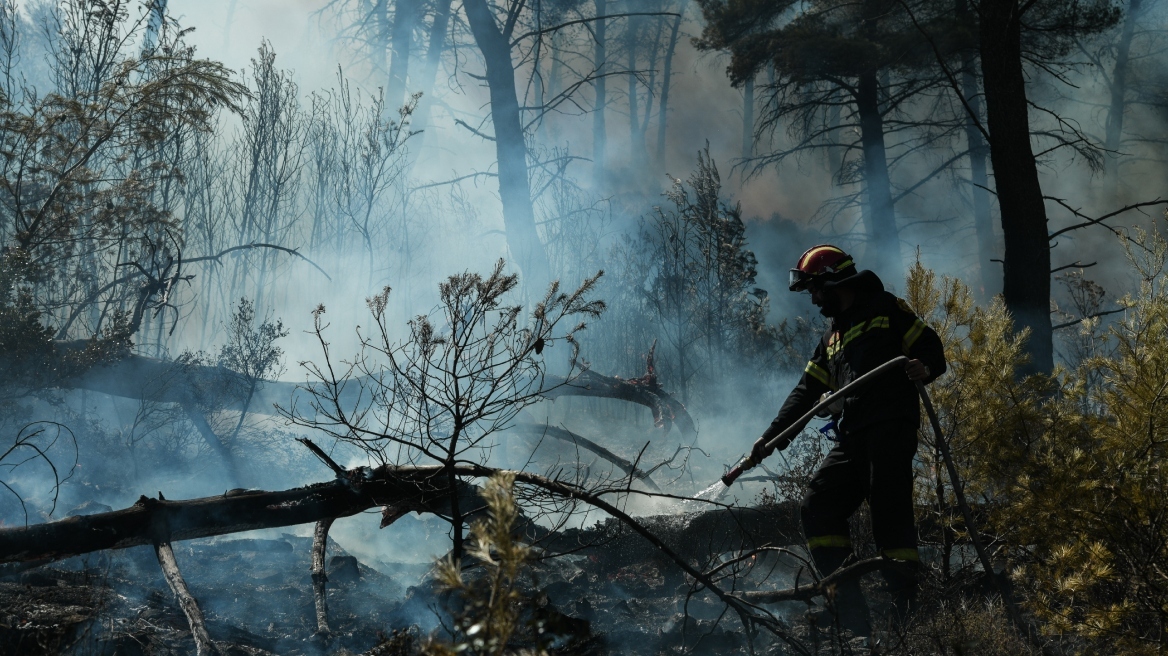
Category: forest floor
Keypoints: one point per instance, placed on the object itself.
...
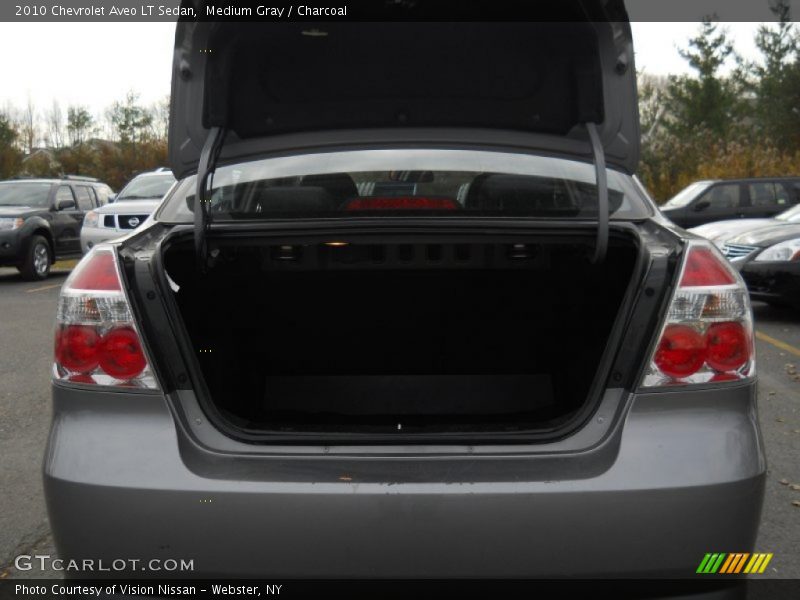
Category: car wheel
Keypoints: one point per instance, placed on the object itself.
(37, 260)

Aim of the exercise:
Could you tally how many lines of the material above include the word "Category" and reply with only that count?

Expected answer:
2